**WRITTEN TASKS**
1 - From the article below on Hong Kong and China, list each region named as a recipient of Chinese outbound foreign direct investment, with the amount given for it.
2 - Condense the paragraph beginning "Meanwhile there are divergent statements" in the article below on Hong Kong and China into a short bulleted list that keeps its main facts.

___ PROVIDED TEXT

By Frank-Jürgen Richter
In 1997 China resumed its sovereignty over Hong Kong after having being administered by the UK for 156 years. But there were stipulations: one was that Hong Kong should retain its capitalistic economic system for a further fifty years as drafted under its Basic Law. This permitted Hong Kong to remain somewhat independent of Beijing under the principle of “one country, two systems.” Now, nearly 20 years later, we are seeing many changes as the two draw closer. One notable event is an agreement to link-up the Shenzhen bourse with Hong Kong’s. But this is not an entirely novel situation, it almost copies the link between the Shanghai and Hong Kong bourses that was set up two years ago.
The new trading system, like its Shanghai exemplar, will have daily limits for north and southbound trades. But it will permit large capitalization funds to flow, allowing overseas investors to enter the market and possibly reducing the mainland share prices to more reasonable levels.
In recent years, Beijing has been a little worried by the media attention of capital outflows from China. However, in comparison with the billions of outward direct investment (made easier in this new tie-up) only a few million US dollars could be designated as capital outflow; and some of this represents house purchases for expat families who are educating their children abroad.
Meanwhile there are divergent statements about Chinese outbound foreign direct investment (ODI) levels depending if one looks at data from China’s Ministry of Commerce or from the Brussels think-tank Breugel. The latter group notes the Asian region is the largest recipient of Chinese ODI at $41 billion, Europe is second at $13.9 billion and North America third at $11.4 billion. The rapid rise in Chinese ODI is due to several factors all contributing to the easing of China’s capital account liberalization, but is a little clouded because Hong Kong is classed as “outside” China as a recipient of ODI. Much of that ODI is returned to the Chinese mainland which creates an inflated outward-inward counting – a situation strategists are well-aware of.

______
___ STORED RECORDS

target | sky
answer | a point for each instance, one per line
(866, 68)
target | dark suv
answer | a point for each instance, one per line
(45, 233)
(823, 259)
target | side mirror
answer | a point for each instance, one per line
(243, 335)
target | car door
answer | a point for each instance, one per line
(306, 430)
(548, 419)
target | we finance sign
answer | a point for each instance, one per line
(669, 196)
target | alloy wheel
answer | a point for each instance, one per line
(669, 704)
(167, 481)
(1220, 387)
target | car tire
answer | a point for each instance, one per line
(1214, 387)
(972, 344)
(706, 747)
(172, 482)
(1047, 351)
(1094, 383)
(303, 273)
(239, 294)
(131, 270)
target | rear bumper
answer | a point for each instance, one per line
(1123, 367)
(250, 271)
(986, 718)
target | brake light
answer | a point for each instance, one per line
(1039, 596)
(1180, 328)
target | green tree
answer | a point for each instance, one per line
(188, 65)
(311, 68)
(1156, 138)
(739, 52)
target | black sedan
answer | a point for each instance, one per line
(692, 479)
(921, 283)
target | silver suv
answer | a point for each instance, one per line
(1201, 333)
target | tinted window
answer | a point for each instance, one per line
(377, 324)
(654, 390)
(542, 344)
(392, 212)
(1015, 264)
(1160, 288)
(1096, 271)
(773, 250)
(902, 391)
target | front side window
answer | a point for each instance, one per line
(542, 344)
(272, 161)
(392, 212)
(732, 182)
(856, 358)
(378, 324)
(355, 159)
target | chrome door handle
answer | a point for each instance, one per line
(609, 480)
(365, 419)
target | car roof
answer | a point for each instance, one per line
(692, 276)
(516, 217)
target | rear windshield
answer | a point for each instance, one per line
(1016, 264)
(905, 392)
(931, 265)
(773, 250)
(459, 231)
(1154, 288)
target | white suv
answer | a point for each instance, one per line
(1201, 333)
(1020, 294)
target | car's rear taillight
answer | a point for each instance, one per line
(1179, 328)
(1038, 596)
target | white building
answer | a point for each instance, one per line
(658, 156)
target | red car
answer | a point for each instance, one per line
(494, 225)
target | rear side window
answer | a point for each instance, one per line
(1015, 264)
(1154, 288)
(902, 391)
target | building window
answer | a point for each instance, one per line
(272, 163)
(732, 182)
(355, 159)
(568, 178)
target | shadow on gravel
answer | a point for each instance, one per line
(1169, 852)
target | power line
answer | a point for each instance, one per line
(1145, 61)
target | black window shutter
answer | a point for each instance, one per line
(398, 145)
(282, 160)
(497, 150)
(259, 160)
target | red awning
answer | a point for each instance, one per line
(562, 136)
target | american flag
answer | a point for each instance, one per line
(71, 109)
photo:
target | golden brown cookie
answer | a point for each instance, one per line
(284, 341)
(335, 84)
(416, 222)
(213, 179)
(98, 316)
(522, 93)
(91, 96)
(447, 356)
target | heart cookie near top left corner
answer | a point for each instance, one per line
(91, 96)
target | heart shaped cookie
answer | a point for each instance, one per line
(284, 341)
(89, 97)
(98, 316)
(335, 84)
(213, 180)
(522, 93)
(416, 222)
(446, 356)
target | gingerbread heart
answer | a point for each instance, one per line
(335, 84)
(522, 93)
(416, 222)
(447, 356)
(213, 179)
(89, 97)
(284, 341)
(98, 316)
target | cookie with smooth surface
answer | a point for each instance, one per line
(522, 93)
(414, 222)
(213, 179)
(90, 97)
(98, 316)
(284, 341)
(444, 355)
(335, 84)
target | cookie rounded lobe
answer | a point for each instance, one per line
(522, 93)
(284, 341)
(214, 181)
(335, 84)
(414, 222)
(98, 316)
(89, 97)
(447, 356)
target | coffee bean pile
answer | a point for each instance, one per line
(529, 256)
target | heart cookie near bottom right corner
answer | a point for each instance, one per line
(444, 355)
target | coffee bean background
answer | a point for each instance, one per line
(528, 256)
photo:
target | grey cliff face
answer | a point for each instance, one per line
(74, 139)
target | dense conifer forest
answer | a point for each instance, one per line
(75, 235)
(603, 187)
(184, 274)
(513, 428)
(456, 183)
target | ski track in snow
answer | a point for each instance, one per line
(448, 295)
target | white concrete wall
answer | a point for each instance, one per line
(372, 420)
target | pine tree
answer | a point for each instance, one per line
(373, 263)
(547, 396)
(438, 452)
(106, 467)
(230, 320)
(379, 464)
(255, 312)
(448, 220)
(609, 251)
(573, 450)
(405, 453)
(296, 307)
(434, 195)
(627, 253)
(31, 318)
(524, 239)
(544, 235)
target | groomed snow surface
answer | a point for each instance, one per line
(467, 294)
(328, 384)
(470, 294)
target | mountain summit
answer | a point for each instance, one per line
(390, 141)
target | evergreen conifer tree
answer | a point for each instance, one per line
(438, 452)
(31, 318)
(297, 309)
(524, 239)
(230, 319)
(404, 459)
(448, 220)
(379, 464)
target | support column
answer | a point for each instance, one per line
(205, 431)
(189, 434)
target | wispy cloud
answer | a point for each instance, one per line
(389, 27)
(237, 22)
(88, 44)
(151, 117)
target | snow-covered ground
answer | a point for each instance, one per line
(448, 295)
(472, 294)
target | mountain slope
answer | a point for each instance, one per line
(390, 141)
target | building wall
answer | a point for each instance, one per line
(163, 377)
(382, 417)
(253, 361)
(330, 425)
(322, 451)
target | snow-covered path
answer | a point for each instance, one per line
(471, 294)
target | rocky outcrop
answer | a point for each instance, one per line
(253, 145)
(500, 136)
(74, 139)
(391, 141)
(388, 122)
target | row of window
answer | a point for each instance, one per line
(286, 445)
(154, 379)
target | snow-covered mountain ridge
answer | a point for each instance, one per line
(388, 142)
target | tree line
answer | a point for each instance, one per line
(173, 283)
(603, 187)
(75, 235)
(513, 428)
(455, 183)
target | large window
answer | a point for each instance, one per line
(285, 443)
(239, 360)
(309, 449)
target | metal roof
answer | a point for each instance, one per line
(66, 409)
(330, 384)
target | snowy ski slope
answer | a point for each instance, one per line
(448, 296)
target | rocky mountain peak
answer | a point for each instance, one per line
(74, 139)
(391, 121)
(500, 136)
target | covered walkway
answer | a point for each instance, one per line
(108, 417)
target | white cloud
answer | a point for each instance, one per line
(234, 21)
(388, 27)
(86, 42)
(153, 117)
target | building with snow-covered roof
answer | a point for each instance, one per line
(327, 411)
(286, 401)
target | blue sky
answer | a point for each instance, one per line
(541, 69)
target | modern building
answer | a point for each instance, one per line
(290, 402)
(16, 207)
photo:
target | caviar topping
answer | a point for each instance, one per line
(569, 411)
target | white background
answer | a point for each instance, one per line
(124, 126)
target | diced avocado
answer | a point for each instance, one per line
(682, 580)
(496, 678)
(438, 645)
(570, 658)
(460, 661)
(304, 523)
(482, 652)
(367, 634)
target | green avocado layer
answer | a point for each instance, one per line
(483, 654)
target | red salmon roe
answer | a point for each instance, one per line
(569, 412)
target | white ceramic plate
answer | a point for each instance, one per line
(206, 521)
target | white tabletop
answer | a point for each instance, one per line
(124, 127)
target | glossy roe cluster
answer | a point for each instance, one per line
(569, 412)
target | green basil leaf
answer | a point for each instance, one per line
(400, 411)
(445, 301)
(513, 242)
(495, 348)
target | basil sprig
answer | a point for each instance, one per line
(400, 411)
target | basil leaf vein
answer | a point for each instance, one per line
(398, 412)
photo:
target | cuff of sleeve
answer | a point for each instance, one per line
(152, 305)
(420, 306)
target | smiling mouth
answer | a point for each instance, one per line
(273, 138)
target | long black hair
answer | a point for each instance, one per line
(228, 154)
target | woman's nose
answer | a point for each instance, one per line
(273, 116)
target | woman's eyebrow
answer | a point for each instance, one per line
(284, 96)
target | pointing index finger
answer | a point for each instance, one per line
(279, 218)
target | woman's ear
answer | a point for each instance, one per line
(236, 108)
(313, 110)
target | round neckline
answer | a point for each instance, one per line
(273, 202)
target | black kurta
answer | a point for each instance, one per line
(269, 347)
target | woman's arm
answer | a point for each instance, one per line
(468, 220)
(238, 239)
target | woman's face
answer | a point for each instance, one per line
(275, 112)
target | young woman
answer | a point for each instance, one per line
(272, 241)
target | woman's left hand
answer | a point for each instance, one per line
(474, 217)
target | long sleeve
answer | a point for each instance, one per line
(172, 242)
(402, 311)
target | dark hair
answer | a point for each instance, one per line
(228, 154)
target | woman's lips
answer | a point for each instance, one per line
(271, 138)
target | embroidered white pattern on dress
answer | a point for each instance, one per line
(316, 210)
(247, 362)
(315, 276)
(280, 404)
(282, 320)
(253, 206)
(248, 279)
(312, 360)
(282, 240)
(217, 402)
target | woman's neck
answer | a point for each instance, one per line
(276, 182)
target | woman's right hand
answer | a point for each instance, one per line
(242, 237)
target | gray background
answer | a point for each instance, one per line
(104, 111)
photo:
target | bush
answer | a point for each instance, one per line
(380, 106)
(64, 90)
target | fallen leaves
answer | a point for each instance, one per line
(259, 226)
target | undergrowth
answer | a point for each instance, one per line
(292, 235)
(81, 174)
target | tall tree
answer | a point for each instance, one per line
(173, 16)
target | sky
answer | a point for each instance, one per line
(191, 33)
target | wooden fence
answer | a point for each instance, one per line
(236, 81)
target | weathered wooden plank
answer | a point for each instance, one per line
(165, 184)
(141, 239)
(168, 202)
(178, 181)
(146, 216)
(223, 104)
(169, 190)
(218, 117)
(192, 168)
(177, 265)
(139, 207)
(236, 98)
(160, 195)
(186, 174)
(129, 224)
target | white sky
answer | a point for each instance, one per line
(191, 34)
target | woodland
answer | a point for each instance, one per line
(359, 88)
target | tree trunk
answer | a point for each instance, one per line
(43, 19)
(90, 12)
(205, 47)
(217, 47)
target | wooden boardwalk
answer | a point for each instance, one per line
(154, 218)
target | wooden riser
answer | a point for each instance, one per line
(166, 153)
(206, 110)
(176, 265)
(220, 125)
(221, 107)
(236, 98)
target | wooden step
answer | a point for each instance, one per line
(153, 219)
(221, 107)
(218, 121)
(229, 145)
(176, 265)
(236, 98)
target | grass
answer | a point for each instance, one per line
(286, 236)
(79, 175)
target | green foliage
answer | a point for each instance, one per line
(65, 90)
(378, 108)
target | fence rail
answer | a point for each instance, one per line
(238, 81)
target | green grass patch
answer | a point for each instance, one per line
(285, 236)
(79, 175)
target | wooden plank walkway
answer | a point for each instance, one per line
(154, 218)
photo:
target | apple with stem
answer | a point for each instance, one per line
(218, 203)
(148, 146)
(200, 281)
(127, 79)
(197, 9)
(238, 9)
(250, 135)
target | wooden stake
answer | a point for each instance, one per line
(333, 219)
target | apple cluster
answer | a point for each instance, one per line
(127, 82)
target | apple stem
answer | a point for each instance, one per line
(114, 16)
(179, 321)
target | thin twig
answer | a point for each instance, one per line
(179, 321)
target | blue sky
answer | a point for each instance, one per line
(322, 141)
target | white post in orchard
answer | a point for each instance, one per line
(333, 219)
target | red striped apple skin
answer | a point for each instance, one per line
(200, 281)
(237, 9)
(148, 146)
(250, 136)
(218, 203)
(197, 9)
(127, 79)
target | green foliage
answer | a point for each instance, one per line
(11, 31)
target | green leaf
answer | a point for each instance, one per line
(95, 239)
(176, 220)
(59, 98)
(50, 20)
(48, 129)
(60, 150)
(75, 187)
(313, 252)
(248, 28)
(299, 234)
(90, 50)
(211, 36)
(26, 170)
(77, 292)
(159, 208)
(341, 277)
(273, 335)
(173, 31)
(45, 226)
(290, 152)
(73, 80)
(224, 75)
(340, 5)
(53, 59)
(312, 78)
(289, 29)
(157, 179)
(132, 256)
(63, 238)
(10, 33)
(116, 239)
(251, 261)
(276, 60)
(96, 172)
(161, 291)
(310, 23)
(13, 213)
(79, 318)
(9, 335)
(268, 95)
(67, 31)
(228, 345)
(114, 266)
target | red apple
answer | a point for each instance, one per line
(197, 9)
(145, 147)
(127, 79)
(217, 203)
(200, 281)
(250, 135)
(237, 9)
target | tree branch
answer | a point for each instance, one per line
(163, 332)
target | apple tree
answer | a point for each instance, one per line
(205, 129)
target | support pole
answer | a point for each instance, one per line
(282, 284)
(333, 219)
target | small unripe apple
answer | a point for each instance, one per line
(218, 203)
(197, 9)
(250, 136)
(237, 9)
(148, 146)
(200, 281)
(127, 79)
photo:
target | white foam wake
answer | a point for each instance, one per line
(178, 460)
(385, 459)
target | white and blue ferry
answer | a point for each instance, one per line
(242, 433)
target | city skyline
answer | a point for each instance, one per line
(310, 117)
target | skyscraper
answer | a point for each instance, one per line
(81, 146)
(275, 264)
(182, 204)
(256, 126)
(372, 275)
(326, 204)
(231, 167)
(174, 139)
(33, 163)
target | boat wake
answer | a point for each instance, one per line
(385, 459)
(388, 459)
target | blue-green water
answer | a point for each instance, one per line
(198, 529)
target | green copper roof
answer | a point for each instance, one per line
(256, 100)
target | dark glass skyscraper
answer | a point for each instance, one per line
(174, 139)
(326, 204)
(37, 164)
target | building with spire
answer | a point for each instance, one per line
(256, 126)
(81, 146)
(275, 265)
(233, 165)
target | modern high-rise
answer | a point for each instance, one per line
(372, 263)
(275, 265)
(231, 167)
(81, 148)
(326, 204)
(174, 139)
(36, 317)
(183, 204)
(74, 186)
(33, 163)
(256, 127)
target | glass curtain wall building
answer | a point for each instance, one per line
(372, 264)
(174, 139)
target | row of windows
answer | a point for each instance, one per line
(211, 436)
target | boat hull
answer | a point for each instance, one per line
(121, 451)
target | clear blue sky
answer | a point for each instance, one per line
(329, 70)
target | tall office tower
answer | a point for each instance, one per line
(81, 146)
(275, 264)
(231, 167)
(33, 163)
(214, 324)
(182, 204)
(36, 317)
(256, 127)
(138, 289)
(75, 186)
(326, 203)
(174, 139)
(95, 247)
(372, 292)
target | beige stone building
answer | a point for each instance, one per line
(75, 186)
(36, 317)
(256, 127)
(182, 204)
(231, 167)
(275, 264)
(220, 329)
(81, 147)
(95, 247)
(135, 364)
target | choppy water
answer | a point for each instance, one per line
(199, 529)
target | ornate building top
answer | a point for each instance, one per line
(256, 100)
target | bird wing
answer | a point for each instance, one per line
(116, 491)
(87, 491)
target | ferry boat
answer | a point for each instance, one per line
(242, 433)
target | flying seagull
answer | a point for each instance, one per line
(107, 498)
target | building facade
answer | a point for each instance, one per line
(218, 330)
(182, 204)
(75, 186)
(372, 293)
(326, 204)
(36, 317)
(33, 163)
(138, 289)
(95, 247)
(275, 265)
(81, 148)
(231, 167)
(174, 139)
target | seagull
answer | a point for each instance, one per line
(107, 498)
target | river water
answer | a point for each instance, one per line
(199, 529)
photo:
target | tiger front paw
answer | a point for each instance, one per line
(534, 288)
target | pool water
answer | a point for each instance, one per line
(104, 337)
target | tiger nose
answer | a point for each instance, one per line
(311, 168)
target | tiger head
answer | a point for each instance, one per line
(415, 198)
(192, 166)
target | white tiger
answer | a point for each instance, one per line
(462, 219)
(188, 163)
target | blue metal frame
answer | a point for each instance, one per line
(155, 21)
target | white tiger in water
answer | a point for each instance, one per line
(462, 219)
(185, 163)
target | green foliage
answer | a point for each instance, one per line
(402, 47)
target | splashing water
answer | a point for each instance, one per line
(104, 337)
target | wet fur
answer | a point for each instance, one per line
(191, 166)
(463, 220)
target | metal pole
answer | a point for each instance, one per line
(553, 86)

______

**SOLUTIONS IN ORDER**
1 -
- Asian region: $41 billion
- Europe: $13.9 billion
- North America: $11.4 billion

2 -
- Figures on Chinese outbound foreign direct investment (ODI) differ between China's Ministry of Commerce and the Brussels think-tank Breugel.
- Breugel ranks the Asian region first as a recipient ($41 billion), Europe second ($13.9 billion) and North America third ($11.4 billion).
- Several factors behind the rapid rise in Chinese ODI all contribute to the easing of China's capital account liberalization.
- The picture is clouded because Hong Kong counts as "outside" China as a recipient of ODI.
- Much of that ODI returns to the mainland, inflating outward-inward counting, which strategists are well aware of.